## Work instructions
Starting at the first line and ending at the line containing "342), (335, 334)]", switch "concrete pier" to "stone jetty" and leave everything else unchanged. Return only those lines.

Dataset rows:
begin

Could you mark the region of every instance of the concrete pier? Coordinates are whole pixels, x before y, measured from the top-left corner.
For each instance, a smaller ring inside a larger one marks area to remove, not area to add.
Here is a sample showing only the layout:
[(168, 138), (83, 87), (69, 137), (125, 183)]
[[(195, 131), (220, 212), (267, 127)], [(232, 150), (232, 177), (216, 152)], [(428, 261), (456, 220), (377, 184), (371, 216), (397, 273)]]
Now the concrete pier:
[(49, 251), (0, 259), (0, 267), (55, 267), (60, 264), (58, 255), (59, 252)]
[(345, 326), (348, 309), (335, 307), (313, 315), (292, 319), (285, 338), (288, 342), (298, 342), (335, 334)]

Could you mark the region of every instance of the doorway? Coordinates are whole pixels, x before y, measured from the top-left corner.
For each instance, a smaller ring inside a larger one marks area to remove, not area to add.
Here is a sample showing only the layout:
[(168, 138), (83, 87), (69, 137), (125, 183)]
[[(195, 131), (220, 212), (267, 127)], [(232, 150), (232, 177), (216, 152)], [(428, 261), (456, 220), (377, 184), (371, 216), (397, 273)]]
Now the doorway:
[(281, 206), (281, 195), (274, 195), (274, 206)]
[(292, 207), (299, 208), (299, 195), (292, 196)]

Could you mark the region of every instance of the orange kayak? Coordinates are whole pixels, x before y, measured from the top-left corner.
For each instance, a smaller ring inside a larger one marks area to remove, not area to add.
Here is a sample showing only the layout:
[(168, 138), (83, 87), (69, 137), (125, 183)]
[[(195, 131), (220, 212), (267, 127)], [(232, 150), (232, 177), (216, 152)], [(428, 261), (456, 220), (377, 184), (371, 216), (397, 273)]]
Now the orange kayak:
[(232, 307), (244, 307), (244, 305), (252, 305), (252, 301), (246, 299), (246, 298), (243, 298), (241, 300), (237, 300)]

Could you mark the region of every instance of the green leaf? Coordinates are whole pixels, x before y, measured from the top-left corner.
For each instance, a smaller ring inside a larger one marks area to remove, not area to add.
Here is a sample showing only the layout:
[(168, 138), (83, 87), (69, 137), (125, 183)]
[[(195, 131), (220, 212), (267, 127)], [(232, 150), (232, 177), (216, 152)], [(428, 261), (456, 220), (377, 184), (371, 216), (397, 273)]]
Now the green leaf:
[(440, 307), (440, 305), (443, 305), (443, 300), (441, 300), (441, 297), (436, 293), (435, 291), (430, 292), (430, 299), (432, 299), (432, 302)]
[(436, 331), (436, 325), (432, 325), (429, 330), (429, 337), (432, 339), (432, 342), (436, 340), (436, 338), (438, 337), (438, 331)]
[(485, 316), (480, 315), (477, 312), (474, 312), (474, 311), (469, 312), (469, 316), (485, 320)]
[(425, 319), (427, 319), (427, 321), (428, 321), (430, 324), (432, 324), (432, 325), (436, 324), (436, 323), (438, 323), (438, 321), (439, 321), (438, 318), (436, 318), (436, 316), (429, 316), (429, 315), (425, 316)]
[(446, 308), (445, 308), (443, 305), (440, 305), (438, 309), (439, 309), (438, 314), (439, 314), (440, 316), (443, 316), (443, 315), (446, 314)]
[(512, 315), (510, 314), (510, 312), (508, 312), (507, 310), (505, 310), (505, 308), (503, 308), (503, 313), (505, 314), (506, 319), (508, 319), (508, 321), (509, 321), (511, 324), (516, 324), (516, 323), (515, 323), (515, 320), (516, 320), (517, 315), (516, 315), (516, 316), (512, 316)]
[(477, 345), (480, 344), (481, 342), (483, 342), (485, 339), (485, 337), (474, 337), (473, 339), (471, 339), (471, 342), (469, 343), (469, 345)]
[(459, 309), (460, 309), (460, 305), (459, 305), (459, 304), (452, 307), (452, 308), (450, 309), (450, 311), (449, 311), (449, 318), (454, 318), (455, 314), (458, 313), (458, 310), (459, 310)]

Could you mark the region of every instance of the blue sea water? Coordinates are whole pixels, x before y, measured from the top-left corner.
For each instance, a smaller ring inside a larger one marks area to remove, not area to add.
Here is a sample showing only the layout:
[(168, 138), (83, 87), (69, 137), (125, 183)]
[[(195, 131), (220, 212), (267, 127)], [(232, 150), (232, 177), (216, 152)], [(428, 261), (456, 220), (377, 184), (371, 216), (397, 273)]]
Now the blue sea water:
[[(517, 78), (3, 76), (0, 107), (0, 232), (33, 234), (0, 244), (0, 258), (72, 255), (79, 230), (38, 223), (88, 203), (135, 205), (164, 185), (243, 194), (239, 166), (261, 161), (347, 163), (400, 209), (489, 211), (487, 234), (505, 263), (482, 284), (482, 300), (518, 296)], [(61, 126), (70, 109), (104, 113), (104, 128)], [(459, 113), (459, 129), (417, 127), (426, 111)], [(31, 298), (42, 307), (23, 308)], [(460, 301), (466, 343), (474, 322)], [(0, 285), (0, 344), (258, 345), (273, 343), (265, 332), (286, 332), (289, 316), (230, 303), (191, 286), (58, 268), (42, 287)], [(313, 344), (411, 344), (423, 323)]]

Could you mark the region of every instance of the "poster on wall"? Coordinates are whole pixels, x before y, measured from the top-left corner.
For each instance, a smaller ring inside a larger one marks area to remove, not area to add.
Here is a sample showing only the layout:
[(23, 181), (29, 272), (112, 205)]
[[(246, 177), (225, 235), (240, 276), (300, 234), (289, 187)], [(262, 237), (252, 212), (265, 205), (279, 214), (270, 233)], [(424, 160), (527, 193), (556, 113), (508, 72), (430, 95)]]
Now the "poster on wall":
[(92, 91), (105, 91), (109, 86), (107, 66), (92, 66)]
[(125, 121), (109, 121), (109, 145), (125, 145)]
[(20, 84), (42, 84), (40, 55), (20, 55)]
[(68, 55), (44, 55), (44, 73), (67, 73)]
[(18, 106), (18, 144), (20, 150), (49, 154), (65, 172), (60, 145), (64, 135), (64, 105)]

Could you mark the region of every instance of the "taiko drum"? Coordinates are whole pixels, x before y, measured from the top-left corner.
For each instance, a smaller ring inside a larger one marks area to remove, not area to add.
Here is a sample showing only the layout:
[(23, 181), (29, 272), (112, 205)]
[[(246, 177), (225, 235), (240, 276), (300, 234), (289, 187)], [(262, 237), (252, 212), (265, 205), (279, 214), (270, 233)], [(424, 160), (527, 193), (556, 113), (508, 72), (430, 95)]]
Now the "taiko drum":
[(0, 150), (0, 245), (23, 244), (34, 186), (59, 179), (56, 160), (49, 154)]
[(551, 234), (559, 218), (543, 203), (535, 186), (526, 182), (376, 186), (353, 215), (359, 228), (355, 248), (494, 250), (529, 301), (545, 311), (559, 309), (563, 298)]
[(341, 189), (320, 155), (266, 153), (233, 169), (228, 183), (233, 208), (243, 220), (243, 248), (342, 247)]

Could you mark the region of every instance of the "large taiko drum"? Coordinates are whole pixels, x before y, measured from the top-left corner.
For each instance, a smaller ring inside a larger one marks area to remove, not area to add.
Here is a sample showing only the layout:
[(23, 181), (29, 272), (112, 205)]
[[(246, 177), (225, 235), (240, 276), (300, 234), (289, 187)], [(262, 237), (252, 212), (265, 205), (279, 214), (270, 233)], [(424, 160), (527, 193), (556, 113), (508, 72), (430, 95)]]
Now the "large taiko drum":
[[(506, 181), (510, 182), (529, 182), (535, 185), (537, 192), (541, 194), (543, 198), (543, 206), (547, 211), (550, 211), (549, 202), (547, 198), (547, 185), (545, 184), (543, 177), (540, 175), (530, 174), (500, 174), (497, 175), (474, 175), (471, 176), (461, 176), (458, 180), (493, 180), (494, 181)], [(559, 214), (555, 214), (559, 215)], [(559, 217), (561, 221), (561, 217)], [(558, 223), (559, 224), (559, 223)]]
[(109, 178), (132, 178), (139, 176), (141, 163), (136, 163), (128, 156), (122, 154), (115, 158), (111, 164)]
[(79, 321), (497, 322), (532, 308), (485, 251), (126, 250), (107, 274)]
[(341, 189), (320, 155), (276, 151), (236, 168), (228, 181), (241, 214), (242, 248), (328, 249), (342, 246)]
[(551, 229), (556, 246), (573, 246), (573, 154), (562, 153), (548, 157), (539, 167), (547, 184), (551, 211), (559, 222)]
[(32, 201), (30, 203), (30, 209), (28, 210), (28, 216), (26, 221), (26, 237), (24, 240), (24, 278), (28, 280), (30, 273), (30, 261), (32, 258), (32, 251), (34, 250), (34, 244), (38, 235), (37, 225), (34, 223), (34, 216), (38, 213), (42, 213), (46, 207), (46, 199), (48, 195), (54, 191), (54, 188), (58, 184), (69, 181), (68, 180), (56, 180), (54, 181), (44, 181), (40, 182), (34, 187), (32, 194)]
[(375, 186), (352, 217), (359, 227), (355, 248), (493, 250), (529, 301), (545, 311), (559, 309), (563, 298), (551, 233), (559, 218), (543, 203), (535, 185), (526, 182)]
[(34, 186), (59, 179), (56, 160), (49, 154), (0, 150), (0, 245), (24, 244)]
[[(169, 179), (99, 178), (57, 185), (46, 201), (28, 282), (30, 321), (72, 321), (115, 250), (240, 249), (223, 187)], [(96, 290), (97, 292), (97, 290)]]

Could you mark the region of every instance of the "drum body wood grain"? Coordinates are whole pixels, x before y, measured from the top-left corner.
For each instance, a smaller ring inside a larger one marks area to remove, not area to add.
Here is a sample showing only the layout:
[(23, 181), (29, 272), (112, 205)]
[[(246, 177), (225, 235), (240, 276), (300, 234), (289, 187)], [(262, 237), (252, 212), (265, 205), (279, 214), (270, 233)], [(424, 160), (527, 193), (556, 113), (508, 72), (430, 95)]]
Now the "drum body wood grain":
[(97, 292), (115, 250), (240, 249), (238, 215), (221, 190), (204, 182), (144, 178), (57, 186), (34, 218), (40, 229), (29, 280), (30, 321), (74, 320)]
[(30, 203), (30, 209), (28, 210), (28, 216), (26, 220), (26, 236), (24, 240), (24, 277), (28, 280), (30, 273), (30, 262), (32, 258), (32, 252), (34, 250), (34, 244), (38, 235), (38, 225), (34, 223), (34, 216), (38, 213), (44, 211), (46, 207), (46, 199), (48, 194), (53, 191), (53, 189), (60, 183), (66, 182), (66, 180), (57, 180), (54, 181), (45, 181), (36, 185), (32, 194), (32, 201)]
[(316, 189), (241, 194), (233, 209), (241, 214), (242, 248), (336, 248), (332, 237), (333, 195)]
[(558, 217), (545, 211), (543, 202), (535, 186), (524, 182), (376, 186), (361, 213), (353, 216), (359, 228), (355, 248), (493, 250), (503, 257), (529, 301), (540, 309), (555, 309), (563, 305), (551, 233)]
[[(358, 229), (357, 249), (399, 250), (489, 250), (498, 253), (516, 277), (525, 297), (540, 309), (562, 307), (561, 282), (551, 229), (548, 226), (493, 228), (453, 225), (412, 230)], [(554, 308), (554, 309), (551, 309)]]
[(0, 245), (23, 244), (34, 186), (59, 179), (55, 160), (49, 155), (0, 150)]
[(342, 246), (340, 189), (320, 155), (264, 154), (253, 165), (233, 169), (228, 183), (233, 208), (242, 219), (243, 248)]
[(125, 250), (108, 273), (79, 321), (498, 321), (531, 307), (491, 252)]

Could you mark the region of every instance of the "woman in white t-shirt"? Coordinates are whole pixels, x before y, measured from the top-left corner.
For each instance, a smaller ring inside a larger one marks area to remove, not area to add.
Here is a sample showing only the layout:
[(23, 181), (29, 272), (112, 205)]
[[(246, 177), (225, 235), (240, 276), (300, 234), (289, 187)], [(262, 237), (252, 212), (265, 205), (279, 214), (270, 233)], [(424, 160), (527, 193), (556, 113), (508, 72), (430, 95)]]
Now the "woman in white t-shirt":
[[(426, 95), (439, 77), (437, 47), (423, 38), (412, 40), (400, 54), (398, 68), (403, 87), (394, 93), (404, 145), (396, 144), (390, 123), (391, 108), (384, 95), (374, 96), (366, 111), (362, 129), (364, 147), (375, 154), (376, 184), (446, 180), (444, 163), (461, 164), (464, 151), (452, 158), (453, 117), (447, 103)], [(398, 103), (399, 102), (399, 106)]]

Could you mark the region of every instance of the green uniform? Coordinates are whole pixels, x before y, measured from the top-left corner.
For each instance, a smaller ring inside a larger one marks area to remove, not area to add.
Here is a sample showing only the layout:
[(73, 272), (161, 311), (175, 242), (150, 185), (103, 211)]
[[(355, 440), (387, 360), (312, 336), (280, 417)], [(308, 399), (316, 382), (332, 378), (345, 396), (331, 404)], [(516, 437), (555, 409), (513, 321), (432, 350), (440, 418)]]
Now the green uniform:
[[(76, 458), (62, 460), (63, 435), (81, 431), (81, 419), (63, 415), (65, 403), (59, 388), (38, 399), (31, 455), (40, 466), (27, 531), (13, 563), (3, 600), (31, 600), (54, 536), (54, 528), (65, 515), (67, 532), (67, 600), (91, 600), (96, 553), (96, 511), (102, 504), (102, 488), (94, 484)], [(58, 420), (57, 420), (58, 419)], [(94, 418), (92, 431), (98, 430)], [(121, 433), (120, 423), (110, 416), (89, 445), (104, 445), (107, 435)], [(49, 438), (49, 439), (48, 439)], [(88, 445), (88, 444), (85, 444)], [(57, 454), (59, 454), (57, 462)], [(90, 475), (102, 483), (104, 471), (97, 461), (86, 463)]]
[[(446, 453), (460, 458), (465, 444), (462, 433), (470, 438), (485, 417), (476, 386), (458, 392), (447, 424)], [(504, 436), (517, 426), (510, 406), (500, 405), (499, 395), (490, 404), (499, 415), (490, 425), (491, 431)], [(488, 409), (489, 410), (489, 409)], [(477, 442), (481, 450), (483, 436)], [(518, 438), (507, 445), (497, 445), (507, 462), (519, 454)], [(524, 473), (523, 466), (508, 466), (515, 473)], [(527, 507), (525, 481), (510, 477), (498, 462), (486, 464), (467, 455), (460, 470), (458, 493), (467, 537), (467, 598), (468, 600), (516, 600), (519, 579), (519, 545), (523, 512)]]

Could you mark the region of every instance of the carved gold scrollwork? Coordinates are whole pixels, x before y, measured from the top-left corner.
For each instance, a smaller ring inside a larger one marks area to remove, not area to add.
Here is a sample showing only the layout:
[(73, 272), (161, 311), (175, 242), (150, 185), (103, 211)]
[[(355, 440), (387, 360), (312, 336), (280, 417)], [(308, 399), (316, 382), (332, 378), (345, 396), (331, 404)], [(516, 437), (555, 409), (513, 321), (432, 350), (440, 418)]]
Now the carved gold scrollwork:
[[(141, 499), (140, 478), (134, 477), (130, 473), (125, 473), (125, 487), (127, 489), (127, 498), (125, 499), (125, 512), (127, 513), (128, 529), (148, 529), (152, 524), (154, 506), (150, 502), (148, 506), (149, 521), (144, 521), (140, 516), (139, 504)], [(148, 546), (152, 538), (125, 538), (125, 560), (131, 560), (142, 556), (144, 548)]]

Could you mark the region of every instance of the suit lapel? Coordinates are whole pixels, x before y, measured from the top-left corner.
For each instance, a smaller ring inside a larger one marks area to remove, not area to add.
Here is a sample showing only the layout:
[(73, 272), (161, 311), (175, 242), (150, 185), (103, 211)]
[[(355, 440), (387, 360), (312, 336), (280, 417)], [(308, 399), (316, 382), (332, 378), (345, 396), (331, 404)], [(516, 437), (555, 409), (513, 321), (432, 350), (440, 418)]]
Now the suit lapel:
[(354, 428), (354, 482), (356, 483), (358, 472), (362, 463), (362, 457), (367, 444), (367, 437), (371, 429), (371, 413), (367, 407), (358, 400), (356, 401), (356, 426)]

end

## Reply
Could you mark the region of every instance of the stone jetty? Coordinates are whole pixels, x before y, measured from the top-left corner.
For each instance, a smaller ring inside a larger one marks area to remove, not area to add.
Here is a sample showing only the layout:
[(168, 138), (83, 87), (69, 137), (125, 183)]
[[(195, 131), (220, 212), (267, 127)], [(232, 150), (232, 177), (216, 152)], [(428, 261), (456, 220), (377, 184), (371, 216), (397, 273)]]
Now the stone jetty:
[(49, 251), (0, 259), (0, 267), (55, 267), (60, 264), (58, 255), (59, 252)]
[(345, 326), (348, 309), (335, 307), (313, 315), (292, 319), (285, 338), (288, 342), (298, 342), (335, 334)]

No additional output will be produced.